(Material supplied)
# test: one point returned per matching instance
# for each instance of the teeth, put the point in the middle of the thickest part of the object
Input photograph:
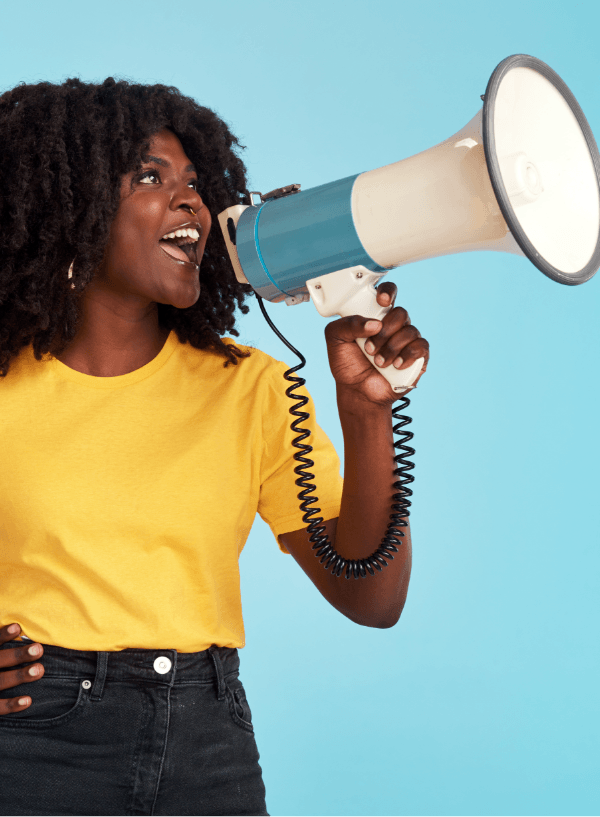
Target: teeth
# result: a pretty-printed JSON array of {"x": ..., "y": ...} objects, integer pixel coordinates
[{"x": 189, "y": 232}]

(What this task involves)
Write out every line of the items above again, requests included, but leave out the pictures. Multiply each x and y pixel coordinate in the answers by 2.55 and round to the nearest whole number, with halves rounding up.

(Exercise result)
# test: one point returned per matching instance
# for each instance of the teeth, put the point in the middle of the thickest part of the object
Input photograph:
Target: teeth
# result: a pretty-printed JSON array of {"x": ..., "y": ...} objects, integer pixel coordinates
[{"x": 482, "y": 592}]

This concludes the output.